> _What needs to be done_
Print every one of the records below word for word, with nothing changed.

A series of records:

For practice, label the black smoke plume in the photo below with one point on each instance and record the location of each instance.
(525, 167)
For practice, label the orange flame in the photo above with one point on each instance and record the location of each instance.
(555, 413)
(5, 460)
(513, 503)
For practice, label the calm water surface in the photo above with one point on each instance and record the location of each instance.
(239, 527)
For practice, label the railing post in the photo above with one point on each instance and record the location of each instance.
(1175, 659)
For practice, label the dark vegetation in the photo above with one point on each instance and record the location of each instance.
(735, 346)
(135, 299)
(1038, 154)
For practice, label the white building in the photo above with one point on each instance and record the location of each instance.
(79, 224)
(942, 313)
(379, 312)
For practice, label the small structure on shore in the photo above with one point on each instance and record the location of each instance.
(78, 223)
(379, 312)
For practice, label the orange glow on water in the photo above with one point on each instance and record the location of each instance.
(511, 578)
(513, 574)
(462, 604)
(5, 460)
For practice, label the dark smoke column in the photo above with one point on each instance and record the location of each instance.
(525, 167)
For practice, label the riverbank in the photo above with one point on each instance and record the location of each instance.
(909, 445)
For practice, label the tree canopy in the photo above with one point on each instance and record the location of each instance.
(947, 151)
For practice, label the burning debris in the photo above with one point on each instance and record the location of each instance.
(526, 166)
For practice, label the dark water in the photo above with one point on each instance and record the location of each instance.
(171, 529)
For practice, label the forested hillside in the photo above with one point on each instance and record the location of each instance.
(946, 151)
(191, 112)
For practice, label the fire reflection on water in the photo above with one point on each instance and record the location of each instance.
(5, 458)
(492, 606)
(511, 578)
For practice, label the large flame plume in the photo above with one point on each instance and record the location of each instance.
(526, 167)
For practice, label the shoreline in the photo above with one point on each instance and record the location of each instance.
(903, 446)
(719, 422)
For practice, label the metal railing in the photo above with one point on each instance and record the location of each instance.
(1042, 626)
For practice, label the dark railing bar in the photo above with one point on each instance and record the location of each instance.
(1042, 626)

> _Result for this exercise_
For practice, label the black smoke plume in the photo below with one point on each instance and record the location of each instance.
(525, 167)
For practice, label the orange flame in the photo above with one point on each instance and record the location of each instance.
(555, 413)
(5, 460)
(513, 503)
For practice, label the calm water surface in the photo above with one point on each instance and record the location of each instance.
(239, 527)
For practice, label the railing post in the photo above with one point on each instance and record the location of each instance.
(1175, 659)
For practice, label the dark vegetation in the photo above with one point on each instance and record the location of each instance.
(735, 346)
(135, 299)
(1038, 154)
For practice, label the white building in the photo above with one point on each instance and record the location of each instance.
(79, 224)
(942, 313)
(379, 312)
For practice, label the small structure on shore in the photo above with one point on each instance and record the location of each instance.
(78, 223)
(379, 312)
For practice, label the orange glow on water in the photo above with one point on each instance and record the location of each instance.
(511, 578)
(513, 574)
(462, 604)
(5, 460)
For practice, label the dark smoke column in the photo above with one point on each instance and record the location of each instance.
(525, 167)
For practice, label the riverbank in the photo above with one point on each instance and record the location of each instance.
(909, 445)
For practice, label the tree canopy in the photo above with one point on each instance and record the location of each instance.
(947, 151)
For practice, label the burning debris in the photo above with one point on each instance and record the location of each instance.
(526, 166)
For practice, label the dark water in the photo above with one point on each instance and record the location of each instance.
(171, 529)
For practice, label the forested hillside in the photo above with one point on each instance and record the location of each instance.
(946, 151)
(191, 112)
For practice, label the fire reflection on water in the photo above with one point on each instance and record the location of each instance.
(5, 458)
(492, 606)
(511, 578)
For practice, label the large flame plume in the photo above with one point on each instance and record the location of each instance.
(526, 167)
For practice, label the shoreline in the photo above with one point on each instance and record the location of each instance.
(903, 446)
(719, 422)
For practice, label the metal railing in the photo above with one point on each instance and record the location of each instance.
(1042, 626)
For practice, label the dark railing bar in the photo above with one point on each instance and record the location of each instance.
(1042, 626)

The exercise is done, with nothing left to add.